Task brief ->
Could you give the data below again, exactly and completely?

Supplied data ->

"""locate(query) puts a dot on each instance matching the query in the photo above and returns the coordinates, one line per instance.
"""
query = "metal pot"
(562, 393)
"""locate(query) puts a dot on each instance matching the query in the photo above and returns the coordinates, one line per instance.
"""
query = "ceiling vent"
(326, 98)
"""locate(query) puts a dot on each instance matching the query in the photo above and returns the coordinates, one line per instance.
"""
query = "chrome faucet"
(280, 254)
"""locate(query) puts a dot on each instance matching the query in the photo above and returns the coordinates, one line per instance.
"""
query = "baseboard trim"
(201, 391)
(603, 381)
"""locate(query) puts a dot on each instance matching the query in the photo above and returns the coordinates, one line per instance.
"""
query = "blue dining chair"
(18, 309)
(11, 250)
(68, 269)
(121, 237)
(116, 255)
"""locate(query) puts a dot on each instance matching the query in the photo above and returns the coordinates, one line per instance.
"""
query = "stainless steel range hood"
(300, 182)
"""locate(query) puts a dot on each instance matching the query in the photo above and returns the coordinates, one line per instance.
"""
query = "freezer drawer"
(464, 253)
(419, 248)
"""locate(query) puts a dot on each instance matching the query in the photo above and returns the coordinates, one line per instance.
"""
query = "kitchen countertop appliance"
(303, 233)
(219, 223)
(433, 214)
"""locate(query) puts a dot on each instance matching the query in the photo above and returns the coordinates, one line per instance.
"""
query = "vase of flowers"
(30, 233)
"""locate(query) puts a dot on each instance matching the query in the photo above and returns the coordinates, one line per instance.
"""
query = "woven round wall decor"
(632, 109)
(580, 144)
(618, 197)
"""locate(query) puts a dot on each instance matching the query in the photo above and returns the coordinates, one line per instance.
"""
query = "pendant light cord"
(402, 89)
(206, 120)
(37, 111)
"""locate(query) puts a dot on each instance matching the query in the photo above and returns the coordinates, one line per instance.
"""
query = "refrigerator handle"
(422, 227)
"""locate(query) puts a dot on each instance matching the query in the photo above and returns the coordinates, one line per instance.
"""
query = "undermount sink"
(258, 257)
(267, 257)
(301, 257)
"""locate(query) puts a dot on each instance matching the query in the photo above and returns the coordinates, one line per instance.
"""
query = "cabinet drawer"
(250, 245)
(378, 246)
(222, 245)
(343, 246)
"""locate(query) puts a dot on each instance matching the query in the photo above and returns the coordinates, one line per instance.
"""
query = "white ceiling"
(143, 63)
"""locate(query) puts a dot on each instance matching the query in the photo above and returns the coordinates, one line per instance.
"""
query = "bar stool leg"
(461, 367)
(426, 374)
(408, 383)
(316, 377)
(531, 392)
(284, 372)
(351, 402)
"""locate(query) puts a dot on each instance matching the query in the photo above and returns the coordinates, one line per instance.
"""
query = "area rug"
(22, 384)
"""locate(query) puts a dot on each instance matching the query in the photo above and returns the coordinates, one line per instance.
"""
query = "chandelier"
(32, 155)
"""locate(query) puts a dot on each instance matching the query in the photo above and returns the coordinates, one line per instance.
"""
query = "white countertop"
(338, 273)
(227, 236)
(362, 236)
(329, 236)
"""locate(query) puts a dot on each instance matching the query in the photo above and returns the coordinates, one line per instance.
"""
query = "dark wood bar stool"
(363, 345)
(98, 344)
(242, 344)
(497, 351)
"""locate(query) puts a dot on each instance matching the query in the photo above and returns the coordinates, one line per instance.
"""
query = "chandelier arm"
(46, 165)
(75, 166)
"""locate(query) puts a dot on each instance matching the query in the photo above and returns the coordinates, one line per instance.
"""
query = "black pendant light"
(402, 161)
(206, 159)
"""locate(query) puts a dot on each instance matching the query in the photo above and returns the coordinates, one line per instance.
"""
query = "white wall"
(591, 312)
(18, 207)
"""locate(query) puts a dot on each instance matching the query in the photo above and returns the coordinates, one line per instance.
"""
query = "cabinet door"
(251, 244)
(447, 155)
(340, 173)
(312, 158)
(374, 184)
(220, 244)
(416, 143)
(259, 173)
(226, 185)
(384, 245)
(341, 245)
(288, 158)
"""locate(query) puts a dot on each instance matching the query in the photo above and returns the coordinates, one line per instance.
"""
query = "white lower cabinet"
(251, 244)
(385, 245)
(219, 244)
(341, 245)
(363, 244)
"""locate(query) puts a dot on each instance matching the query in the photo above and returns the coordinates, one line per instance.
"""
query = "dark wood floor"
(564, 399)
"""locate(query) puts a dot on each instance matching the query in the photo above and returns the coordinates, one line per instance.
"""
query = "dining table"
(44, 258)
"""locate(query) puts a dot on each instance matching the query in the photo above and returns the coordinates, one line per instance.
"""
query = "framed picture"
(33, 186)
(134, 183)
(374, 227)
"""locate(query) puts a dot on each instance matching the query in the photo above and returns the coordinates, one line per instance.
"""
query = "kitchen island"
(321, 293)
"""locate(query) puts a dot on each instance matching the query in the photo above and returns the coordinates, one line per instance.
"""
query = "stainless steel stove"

Completed exercise ->
"""locate(query) puts a dot on each instance matching the query in the photo above and returns the coordinates, one line per instance.
"""
query = "metal pot"
(562, 393)
"""locate(query) puts a dot on each instance matching the query in the photo above and returns the coordinates, one line per instance.
"""
query = "ceiling vent"
(326, 98)
"""locate(query) puts a dot on each instance matching the query in the photo above and returns the coordinates, one line per instance.
"""
query = "chrome faucet"
(280, 254)
"""locate(query) puts a dot on each instance matching the query in the photo above and returns the coordinates, one line per instance.
"""
query = "baseboard trim"
(201, 391)
(603, 381)
"""locate(query) puts a dot on each instance matching the query in the photo above and returns the coordinates, one line per instance.
"""
query = "blue dining chair"
(18, 309)
(11, 250)
(68, 269)
(121, 237)
(116, 255)
"""locate(query) puts a dot on each instance matching the query in the photo above and returns the coordinates, one line per instance.
"""
query = "stainless steel range hood"
(300, 182)
"""locate(query) puts a dot on each instance matching the query in the photo above and returns the coordinates, one line per instance.
"""
query = "freezer drawer"
(464, 253)
(419, 248)
"""locate(query) puts a dot on each instance matching the query in the photo above and returns the coordinates, one line per instance.
"""
query = "kitchen countertop appliance"
(303, 233)
(219, 223)
(433, 214)
"""locate(query) puts a dot on each instance matching the query in the photo above and returns the coordinates, one line per instance.
"""
query = "vase of flowers"
(30, 233)
"""locate(query) puts a dot on each instance matching the query in the photo above and returns the coordinates, one line per instance.
"""
query = "woven round wall decor"
(632, 109)
(580, 144)
(618, 197)
"""locate(query) puts a dot on each instance matching the query in the photo above and returns the coordinates, one line per instance.
"""
query = "pendant light cord"
(402, 89)
(206, 120)
(37, 111)
"""locate(query) puts a dot on each instance matching the query in the photo above and returns the coordinates, one line per instance.
"""
query = "refrigerator handle"
(422, 227)
"""locate(query) puts a dot on each instance matching the query in the photo above and returns the coordinates, one line per instance.
"""
query = "undermount sink"
(258, 257)
(267, 257)
(301, 257)
"""locate(query) puts a dot on each instance matching the query in the photo above and returns the coordinates, one line per instance.
"""
query = "cabinet drawer"
(250, 245)
(378, 246)
(222, 245)
(343, 246)
"""locate(query) puts a dot on each instance matching the query in the photo above and returns the coordinates, one line per instance.
"""
query = "white ceiling"
(143, 63)
"""locate(query) puts a dot on each instance matching the query in the photo above and returns the coordinates, one line per instance.
"""
query = "bar stool leg"
(461, 367)
(426, 374)
(408, 383)
(316, 377)
(531, 392)
(284, 372)
(351, 402)
"""locate(query) puts a dot on each instance matching the query in the photo above and returns the coordinates, one line per instance.
"""
query = "area rug"
(22, 384)
"""locate(query) puts a dot on each instance matching the query in the photo above and returns the coordinates, one line per instance.
"""
query = "chandelier"
(32, 155)
"""locate(query) puts a dot on each instance matching the query in the photo above and returns the coordinates, one line per instance.
"""
query = "white countertop"
(338, 273)
(227, 236)
(362, 236)
(329, 236)
"""locate(query) puts a dot on each instance matching the query in the photo above and returns the coordinates, one line per instance.
"""
query = "dark wood bar stool"
(363, 345)
(98, 344)
(242, 344)
(497, 351)
"""locate(query) puts a dot on each instance matching the query in the photo above and returns the coordinates, one line per instance.
"""
query = "chandelier arm"
(46, 165)
(75, 166)
"""locate(query) puts a dot on each instance matching the query in the photo above and returns the coordinates, one line per instance.
"""
query = "black pendant light"
(402, 161)
(206, 159)
"""locate(query) puts a dot on each instance matching the query in the photo above and returns the coordinates, one line per instance.
"""
query = "white wall"
(591, 312)
(18, 207)
"""locate(query) puts a dot on each instance matching the query in the photo above and returns the coordinates, one line per instance.
"""
query = "cabinet door"
(251, 244)
(447, 155)
(340, 173)
(312, 158)
(374, 184)
(220, 244)
(416, 143)
(259, 173)
(226, 185)
(384, 245)
(341, 245)
(288, 158)
"""locate(query) puts a dot on each instance matching the query in the photo above and returns the coordinates, one line per instance.
"""
query = "white lower cabinet"
(251, 244)
(385, 245)
(219, 244)
(341, 245)
(363, 244)
"""locate(query) puts a dot on each instance matching the query in the photo above and returns the coordinates, one line per instance.
"""
query = "dark wood floor"
(564, 399)
"""locate(query) puts a dot on each instance matching the query in the photo above and returns the coordinates, one line per instance.
"""
query = "dining table"
(44, 258)
"""locate(query) puts a dot on each instance matching the query in the photo above and returns the coordinates, one line per instance.
"""
query = "framed picture"
(33, 186)
(134, 183)
(374, 227)
"""locate(query) puts a dot on each instance matching the query in the photo above and returns the coordinates, one line per instance.
"""
query = "kitchen island"
(321, 293)
"""locate(query) puts a dot on each instance matching the query in the photo above and returns the coordinates, one line per instance.
"""
query = "stainless steel stove"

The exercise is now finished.